*AIM 1*. According to the forum post, which network card model was used in every setup?

*EXCERPT*.
|---|

Slower performance on primary node

seb_alf · Fri Aug 25, 2023 2:37 pm

Hi,

we setup starwind vsan free in our lab.
We set up two server 2022, installed starwind vsan free onto them and setup a failovercluster.
Everything works really well except some performance anomaly we cant nail down.

We noticed having reduced performance on the primary node accessing the csvfs.
Write speeds in virtual containers and copying big files into the cluster volume, directly from the primary node, are way slower than on node 2. (unstable 30-240MB/s compared to stable 220-240MB/s)
Drive benchmark in VMs and generel performance also reflect this behavior.

We did test 3 different clusters with this, using different server plattforms and all did show this problem.
1. Ryzen 5 3600 using 3.0 NVMEs
2. Epyc 7252
3. Xeon E-2324G
2 & 3 used a 6G SATA Raid 1, on write through cached Adaptec SmartRAID 3102E-8i 2GB

-Using Version 8.0.15020.0 & 8.0.15159.0

We used different hardware on all those setups except using the same network card models:
-Broadcom 25Gb 2-Port PCIe Adapter P225P
-Using 25g direct attached cables
-We tried swapping those with different cards of the same model

The Sync between the nodes seem fine, its just node-1 accessing its cluster storage slower.
This issue even persists if we shutdown node-2.
We also set this up using both 25g ports on those cards as sync interfaces, it did split the load on both card but it didn't changed the behavior.

-We set all of those nodes to high performance mode in windows
-MPIO is installed and setup using last queue depth for storage
-Both iscsi initiators are connected with 127.0.0.1 and the partner sync interface.

|---|

Dataset records on object locations:
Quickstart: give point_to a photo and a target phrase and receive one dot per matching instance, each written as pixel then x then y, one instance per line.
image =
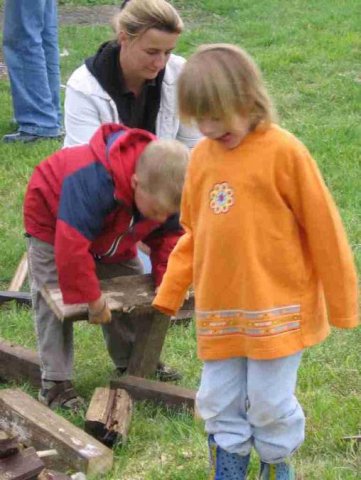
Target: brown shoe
pixel 60 394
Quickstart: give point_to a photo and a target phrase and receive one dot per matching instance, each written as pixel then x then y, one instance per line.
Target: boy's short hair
pixel 161 170
pixel 221 80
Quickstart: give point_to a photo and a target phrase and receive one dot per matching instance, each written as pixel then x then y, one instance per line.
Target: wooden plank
pixel 44 429
pixel 23 298
pixel 19 364
pixel 172 396
pixel 109 415
pixel 124 294
pixel 150 336
pixel 23 465
pixel 20 274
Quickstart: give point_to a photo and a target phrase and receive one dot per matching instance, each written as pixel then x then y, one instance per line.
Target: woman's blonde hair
pixel 138 16
pixel 221 80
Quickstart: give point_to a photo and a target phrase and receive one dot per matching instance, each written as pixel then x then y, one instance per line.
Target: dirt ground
pixel 73 15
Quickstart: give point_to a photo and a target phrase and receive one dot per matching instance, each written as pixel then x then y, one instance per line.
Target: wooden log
pixel 22 298
pixel 150 336
pixel 20 274
pixel 42 428
pixel 19 364
pixel 109 415
pixel 23 465
pixel 172 396
pixel 124 294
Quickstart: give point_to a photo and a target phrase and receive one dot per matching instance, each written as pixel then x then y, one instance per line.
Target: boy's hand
pixel 98 312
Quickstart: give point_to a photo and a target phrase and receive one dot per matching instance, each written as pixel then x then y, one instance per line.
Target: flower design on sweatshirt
pixel 221 198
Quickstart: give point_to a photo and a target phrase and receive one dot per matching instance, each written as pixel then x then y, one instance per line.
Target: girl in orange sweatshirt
pixel 266 252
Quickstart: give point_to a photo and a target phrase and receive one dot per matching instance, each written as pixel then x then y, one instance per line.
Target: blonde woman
pixel 132 79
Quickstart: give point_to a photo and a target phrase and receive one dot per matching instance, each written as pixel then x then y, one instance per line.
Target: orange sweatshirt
pixel 264 248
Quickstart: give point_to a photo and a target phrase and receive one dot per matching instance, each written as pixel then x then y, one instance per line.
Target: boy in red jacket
pixel 85 209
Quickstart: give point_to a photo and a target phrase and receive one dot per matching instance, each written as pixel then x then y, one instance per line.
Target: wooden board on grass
pixel 39 426
pixel 159 392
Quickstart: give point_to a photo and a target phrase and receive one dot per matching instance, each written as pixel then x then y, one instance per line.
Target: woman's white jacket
pixel 87 106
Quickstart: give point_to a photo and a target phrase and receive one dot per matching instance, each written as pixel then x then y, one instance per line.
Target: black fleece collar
pixel 105 67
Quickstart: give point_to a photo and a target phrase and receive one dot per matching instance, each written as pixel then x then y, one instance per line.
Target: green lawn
pixel 310 55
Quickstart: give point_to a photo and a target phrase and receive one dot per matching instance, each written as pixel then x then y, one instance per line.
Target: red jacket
pixel 80 200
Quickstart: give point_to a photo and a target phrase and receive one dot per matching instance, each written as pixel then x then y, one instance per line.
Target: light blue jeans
pixel 31 52
pixel 251 403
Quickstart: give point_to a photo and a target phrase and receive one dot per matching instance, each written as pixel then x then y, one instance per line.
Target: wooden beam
pixel 23 465
pixel 20 274
pixel 43 428
pixel 19 364
pixel 124 294
pixel 109 415
pixel 159 392
pixel 151 331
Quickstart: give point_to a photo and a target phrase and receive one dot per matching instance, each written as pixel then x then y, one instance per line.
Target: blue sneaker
pixel 23 137
pixel 224 465
pixel 277 471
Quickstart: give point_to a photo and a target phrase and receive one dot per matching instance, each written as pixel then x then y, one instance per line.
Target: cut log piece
pixel 159 392
pixel 40 427
pixel 9 444
pixel 109 415
pixel 23 465
pixel 124 294
pixel 20 274
pixel 353 438
pixel 19 364
pixel 151 331
pixel 52 475
pixel 23 298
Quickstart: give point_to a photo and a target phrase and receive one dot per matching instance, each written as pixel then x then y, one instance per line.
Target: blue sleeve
pixel 87 196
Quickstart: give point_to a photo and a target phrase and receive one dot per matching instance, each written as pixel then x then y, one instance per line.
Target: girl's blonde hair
pixel 138 16
pixel 221 80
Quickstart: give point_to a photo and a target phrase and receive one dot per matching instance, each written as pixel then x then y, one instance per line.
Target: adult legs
pixel 24 26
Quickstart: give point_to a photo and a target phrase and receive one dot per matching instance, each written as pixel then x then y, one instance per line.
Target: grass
pixel 309 53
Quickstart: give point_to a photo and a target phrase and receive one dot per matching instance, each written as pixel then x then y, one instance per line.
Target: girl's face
pixel 229 136
pixel 145 56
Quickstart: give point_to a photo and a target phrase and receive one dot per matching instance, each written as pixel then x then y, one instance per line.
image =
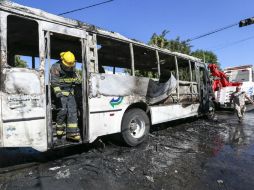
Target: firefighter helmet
pixel 68 59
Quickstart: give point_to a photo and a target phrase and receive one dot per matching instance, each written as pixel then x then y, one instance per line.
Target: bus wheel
pixel 135 127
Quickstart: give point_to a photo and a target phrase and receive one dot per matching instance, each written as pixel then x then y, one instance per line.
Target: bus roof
pixel 38 14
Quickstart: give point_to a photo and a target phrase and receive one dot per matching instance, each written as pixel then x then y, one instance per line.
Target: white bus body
pixel 175 85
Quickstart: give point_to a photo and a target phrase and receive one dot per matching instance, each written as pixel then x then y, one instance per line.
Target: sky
pixel 139 19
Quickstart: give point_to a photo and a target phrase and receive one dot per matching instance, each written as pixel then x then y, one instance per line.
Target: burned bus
pixel 127 86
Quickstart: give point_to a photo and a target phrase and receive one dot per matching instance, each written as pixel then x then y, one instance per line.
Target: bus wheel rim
pixel 137 127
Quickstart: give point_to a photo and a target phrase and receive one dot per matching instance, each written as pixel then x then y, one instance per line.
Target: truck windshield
pixel 238 75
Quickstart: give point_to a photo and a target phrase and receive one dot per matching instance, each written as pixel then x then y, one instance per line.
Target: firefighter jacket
pixel 63 81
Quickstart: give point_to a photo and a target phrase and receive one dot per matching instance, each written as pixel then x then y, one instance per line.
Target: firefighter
pixel 63 80
pixel 238 98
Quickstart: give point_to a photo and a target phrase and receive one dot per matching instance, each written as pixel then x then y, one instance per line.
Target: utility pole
pixel 246 22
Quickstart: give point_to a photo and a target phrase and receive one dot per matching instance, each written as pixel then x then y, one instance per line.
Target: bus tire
pixel 135 127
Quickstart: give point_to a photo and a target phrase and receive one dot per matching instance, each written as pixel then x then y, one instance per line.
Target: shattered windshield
pixel 238 75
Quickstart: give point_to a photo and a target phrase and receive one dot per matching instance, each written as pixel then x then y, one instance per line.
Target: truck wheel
pixel 135 127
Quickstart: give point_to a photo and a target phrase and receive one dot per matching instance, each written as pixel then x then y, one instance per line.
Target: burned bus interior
pixel 153 70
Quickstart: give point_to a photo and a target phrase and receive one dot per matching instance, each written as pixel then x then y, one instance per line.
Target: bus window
pixel 145 62
pixel 22 43
pixel 183 69
pixel 113 56
pixel 193 71
pixel 167 67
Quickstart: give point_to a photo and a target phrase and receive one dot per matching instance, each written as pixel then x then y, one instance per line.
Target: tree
pixel 180 46
pixel 206 56
pixel 19 62
pixel 160 40
pixel 173 45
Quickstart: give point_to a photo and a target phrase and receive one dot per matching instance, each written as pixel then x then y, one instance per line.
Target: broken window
pixel 113 56
pixel 183 69
pixel 167 67
pixel 22 43
pixel 145 62
pixel 193 71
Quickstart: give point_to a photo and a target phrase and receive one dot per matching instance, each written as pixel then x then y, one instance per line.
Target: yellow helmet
pixel 68 59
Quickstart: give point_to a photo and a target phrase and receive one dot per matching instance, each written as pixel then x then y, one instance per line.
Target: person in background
pixel 238 97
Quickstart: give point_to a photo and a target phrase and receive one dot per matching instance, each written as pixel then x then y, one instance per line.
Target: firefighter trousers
pixel 67 113
pixel 240 110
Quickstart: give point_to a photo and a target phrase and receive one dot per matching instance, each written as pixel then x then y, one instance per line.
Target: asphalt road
pixel 187 154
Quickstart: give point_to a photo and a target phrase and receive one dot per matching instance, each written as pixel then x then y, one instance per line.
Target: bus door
pixel 203 88
pixel 23 93
pixel 61 39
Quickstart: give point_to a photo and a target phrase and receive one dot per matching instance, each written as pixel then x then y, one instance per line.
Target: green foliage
pixel 160 40
pixel 19 62
pixel 206 56
pixel 173 45
pixel 177 45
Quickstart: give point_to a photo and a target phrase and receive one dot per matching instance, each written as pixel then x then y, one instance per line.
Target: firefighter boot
pixel 60 130
pixel 73 137
pixel 73 132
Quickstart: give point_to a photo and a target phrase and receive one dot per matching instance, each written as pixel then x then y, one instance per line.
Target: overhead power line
pixel 234 43
pixel 212 32
pixel 90 6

|---|

*AIM 2*. Collect every line of the entries above that contains the string "wheel", treating uppercase and lowercase as different.

*FULL ANSWER 1*. Broadcom 25Gb 2-Port PCIe Adapter P225P

*FULL ANSWER 2*.
Target: bus wheel
Target: bus wheel rim
Target: truck wheel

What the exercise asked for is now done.